**Data to process:**

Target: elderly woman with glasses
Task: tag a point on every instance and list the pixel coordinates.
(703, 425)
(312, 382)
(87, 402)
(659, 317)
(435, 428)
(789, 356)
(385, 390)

**Exercise description:** Could you give the lines above as a numbered list, leaving out any blank ones?

**Expected output:**
1. Target: elderly woman with glasses
2. Task: tag a point on every instance and list the pixel coordinates.
3. (703, 425)
4. (312, 382)
5. (87, 402)
6. (659, 317)
7. (435, 428)
8. (789, 356)
9. (385, 390)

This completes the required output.